Document extract:
- Opening Delimiter -
Founding Mothers?

Many Iraqi women are defying cultural conservatives and danger outside their doors to participate in Iraq's incipient government and civil society. Here are some who are taking the risk.

Songul Chapouk represents the Turkoman population on the Iraqi Governing Council. An engineer by training, Chapouk founded the Kirkuk-based Iraqi Women's Organization, which trains women in computer skills, agriculture, and literacy.

Songul Chapouk represents the Turkoman population on the Iraqi Governing Council. An engineer by training, Chapouk founded the Kirkuk-based Iraqi Women’s Organization, which trains women in computer skills, agriculture, and literacy.

Dr. Raja Habib Khuzai was one of three women appointed to the Iraqi Governing Council, which governed Iraq prior to June 30, 2004. Khuzai previously directed a hospital in the southern Iraqi city of Diwaniah while teaching at the local medical college. Her current project is a national women’s health initiative for cancer prevention. Khuzai is also president of the Women’s Organization in Diwaniah and founder of the Women’s Health Center in Baghdad.

Nesreen Berwari was minister of public works in the provisional Iraqi government and minister of reconstruction and development for the Kurdistan Regional Government in Northern Iraq. She was also a member of the economy and infrastructure working group at the U.S. State Department’s Future of Iraq project. Berwari previously worked with the International Organization for Migration and the United Nations Department of Humanitarian Affairs.
- Closing Delimiter -
Your objective:
Extend the article on Iraqi women taking part in their country's new government, picking up right after its last sentence.

Dataset content:
- Opening Delimiter -
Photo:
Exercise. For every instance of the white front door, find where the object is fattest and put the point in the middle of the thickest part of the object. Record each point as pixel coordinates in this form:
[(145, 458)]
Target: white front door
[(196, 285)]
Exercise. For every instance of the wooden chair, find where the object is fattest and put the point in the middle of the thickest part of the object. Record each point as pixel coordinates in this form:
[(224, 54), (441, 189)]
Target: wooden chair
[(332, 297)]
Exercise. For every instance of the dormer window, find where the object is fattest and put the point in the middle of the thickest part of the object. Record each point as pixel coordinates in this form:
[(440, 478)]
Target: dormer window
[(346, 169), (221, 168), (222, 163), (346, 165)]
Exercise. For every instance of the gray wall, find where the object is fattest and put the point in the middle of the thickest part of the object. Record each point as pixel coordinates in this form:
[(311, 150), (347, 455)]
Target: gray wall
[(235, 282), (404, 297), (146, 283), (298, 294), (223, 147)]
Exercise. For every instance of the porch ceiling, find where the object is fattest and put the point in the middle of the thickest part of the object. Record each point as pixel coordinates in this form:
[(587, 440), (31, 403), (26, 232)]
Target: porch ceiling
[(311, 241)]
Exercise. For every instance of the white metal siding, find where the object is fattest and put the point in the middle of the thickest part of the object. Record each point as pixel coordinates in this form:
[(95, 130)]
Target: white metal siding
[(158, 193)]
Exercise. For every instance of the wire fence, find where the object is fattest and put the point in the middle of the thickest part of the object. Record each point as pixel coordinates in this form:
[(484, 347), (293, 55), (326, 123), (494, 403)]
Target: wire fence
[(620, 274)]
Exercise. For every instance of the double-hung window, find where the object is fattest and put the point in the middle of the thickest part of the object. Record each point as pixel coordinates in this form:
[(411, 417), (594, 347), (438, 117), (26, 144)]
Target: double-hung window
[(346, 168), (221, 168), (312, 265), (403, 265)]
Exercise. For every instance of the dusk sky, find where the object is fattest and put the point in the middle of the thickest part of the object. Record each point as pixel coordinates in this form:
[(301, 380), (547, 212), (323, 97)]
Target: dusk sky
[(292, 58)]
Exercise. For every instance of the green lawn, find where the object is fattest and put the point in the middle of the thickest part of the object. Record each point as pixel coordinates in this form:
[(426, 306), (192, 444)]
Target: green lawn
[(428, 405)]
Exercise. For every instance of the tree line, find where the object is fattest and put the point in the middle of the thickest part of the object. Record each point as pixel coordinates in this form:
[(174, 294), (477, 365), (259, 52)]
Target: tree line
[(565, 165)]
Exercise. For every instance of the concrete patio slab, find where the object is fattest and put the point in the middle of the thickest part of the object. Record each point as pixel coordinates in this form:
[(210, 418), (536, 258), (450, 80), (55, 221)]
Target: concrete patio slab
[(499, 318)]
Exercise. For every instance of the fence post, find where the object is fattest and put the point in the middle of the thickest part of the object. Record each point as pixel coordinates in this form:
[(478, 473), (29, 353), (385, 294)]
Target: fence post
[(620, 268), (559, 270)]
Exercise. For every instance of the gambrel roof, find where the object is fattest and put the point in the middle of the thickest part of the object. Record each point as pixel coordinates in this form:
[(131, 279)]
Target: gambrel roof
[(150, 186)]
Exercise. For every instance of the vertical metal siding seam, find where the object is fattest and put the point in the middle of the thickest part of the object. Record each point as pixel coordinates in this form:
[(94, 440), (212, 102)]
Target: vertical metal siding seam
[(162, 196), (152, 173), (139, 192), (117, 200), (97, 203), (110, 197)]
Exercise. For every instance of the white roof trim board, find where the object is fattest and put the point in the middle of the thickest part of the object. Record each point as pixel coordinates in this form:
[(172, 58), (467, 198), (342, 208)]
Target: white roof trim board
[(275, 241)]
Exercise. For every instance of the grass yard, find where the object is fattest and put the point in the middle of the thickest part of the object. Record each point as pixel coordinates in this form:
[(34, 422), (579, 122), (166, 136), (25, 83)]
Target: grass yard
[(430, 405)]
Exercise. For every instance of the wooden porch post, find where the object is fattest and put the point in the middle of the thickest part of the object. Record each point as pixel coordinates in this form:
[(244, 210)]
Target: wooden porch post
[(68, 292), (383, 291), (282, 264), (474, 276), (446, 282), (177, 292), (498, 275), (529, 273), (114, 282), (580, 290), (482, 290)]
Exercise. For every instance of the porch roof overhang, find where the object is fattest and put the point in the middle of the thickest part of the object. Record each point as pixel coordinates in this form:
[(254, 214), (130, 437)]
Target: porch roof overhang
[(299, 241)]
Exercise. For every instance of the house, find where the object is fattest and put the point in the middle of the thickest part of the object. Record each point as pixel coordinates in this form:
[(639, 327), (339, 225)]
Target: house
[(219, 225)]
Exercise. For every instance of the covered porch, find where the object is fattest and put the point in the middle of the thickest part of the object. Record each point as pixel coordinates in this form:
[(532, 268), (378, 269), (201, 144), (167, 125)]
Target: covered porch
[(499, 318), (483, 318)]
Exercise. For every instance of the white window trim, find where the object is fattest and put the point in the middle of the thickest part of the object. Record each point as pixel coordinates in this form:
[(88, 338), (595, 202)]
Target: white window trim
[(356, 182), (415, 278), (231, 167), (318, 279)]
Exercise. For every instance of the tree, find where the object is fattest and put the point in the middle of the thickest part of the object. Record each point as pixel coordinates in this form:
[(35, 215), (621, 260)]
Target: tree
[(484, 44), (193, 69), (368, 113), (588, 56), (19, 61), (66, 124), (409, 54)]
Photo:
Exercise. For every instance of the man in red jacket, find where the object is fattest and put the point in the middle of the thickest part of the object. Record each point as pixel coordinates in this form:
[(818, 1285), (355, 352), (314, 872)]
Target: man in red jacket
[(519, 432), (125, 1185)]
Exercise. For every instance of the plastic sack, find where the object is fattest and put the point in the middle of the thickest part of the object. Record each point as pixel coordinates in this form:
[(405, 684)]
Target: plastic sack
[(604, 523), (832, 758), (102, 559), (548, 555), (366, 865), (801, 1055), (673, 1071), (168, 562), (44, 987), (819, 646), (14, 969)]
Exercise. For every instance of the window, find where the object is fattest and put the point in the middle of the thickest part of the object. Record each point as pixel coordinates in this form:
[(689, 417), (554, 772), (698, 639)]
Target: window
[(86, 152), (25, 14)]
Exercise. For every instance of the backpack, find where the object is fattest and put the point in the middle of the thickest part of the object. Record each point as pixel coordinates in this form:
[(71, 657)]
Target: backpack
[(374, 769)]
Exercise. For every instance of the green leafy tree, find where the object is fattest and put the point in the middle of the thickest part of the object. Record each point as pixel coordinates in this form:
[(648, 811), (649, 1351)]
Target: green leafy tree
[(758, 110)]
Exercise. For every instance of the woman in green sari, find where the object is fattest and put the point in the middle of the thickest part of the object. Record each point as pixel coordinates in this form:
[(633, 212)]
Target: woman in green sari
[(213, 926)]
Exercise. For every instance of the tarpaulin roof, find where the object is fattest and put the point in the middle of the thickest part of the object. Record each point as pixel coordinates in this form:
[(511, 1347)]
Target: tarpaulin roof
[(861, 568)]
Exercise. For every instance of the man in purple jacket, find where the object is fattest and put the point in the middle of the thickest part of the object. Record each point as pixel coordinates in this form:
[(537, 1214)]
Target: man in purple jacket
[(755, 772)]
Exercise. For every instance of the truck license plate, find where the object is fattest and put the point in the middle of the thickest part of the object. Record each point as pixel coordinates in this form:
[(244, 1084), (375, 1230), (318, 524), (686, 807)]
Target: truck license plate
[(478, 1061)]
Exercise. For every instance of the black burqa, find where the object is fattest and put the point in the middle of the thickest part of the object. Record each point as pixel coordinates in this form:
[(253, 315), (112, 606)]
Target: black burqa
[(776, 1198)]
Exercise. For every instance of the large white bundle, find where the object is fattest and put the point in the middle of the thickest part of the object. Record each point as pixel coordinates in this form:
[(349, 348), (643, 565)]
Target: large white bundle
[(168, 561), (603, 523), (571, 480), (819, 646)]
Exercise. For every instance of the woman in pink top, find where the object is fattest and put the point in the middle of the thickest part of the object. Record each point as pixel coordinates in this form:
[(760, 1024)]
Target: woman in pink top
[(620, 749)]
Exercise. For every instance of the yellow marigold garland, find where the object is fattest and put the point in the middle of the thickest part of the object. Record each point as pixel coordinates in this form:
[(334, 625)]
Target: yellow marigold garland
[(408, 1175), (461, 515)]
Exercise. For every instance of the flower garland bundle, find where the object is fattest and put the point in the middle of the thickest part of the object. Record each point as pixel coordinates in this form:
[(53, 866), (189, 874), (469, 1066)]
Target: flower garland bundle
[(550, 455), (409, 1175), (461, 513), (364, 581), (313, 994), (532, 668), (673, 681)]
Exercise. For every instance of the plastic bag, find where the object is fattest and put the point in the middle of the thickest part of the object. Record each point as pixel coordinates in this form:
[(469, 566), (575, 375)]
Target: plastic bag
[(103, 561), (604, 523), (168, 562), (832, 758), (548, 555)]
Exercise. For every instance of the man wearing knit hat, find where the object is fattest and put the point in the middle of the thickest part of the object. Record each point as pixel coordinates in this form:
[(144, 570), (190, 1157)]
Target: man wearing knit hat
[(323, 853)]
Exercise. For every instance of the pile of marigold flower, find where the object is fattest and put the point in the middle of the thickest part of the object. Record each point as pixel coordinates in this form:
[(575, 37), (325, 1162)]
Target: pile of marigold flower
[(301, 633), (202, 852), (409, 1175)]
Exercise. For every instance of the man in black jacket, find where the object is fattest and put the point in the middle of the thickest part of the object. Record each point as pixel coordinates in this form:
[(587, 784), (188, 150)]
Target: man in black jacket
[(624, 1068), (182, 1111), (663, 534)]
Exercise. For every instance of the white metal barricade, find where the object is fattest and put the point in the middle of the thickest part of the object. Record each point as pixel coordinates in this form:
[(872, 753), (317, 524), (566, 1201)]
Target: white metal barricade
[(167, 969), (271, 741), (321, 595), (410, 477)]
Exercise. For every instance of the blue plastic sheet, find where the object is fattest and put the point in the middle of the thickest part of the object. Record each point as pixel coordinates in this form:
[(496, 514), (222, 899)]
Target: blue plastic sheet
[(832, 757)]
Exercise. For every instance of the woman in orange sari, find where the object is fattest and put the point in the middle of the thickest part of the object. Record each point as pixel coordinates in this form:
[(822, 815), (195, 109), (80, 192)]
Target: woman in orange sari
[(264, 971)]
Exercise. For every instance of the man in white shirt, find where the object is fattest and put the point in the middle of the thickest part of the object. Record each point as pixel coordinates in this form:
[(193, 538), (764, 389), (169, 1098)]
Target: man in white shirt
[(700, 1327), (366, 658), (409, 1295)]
- Closing Delimiter -
Task response:
Hind Makiya is founding director of the Baghdad Women’s Foundation and the Iraqi Women’s Foundation, a U.K.-based nongovernmental organization that supports women’s participation in a democratic Iraq. One of only five women appointed to the Iraqi Reconstruction and Development Council, she has also worked with various administrative bodies to plan a national strategy for Iraq’s post-conflict education system.

Siham Hattab Hamdan serves on several committees of the Baghdad City Advisory Council, including the public affairs committee and the legal affairs and human rights committee. A lecturer in English literature at Mustansiriya University in Baghdad, she previously served as the council’s vice chairperson, representing the Sadr City district. She is currently working to establish women’s centers in Sadr City.

Ala Talabani, a former vice president of the Kurdistan Women’s Union, fled Iraq in 1991 for the United Kingdom after she was fired from engineering and teaching positions for her Kurdish ethnicity and for not being a member of the ruling Baath Party. In 2003, Talabani co-founded Women for a Free Iraq and the Iraqi Women’s High Council, which drafted policies on the role of women in Iraq’s post-conflict reconstruction.